REQUIREMENT
Show each line of the material below that contains the string "with", copied in full. Case counts.

SUPPLIED DATA
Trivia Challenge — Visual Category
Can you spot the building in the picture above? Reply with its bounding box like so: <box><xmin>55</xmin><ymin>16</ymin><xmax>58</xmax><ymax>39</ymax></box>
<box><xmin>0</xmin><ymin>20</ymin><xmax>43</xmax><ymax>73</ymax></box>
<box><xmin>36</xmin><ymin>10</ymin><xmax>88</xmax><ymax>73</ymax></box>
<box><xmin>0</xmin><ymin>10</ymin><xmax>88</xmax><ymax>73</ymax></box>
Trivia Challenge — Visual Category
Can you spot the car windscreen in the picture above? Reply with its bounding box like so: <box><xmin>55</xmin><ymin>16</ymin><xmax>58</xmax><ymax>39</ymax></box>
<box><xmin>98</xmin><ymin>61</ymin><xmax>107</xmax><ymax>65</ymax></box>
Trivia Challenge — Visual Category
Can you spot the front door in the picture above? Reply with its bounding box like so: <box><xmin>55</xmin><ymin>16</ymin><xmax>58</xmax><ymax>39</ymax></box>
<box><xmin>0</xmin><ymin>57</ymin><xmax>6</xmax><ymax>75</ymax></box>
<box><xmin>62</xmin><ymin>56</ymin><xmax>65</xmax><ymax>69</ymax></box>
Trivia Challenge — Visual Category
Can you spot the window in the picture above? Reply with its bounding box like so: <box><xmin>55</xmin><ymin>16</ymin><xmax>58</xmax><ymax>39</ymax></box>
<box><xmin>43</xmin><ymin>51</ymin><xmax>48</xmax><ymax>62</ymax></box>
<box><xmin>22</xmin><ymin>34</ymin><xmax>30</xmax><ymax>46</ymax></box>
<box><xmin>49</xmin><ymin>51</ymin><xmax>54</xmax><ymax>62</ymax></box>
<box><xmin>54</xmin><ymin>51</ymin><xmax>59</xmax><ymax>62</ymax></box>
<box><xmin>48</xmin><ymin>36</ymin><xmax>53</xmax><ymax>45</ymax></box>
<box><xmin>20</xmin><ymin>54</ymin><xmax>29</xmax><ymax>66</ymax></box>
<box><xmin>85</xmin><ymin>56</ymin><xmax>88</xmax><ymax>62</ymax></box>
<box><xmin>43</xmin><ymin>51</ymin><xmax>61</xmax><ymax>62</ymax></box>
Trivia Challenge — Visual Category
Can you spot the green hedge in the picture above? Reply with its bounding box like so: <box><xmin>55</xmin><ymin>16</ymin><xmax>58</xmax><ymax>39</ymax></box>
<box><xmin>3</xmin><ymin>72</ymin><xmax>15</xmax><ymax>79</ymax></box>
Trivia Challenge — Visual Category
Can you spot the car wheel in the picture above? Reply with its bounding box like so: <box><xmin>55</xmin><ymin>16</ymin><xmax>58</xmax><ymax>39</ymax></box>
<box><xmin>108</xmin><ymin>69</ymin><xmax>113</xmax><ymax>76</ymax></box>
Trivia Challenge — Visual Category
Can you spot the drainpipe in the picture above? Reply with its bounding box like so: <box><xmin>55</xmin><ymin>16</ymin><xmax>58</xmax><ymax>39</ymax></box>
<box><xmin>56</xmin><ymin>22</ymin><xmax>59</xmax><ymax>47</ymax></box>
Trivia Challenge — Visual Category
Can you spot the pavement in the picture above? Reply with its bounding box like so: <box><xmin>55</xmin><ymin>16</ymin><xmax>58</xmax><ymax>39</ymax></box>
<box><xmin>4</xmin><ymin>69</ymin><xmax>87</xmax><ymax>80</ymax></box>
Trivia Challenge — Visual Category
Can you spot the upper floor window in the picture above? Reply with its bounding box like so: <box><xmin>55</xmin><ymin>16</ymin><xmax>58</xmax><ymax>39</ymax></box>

ANSWER TO THE PROBLEM
Can you spot the building in the picture above? Reply with its bounding box like so: <box><xmin>55</xmin><ymin>16</ymin><xmax>58</xmax><ymax>39</ymax></box>
Can you spot the car windscreen in the picture above? Reply with its bounding box like so: <box><xmin>55</xmin><ymin>16</ymin><xmax>58</xmax><ymax>39</ymax></box>
Can you spot the front door in the picture above? Reply with its bounding box like so: <box><xmin>55</xmin><ymin>16</ymin><xmax>58</xmax><ymax>39</ymax></box>
Can you spot the window in the picture above? Reply with its bounding box like so: <box><xmin>55</xmin><ymin>16</ymin><xmax>58</xmax><ymax>39</ymax></box>
Can you spot the green hedge in the picture above? Reply with its bounding box like so: <box><xmin>55</xmin><ymin>16</ymin><xmax>58</xmax><ymax>39</ymax></box>
Can you spot the car wheel in the picture above? Reply with its bounding box like so: <box><xmin>55</xmin><ymin>16</ymin><xmax>58</xmax><ymax>39</ymax></box>
Can you spot the drainpipe in the picture above? Reply with its bounding box like so: <box><xmin>55</xmin><ymin>16</ymin><xmax>58</xmax><ymax>39</ymax></box>
Can you spot the pavement in the picture above? Reply with its bounding box like so: <box><xmin>55</xmin><ymin>16</ymin><xmax>58</xmax><ymax>39</ymax></box>
Can you spot the upper floor window in the picture above? Reply with its bounding box like so: <box><xmin>55</xmin><ymin>16</ymin><xmax>58</xmax><ymax>39</ymax></box>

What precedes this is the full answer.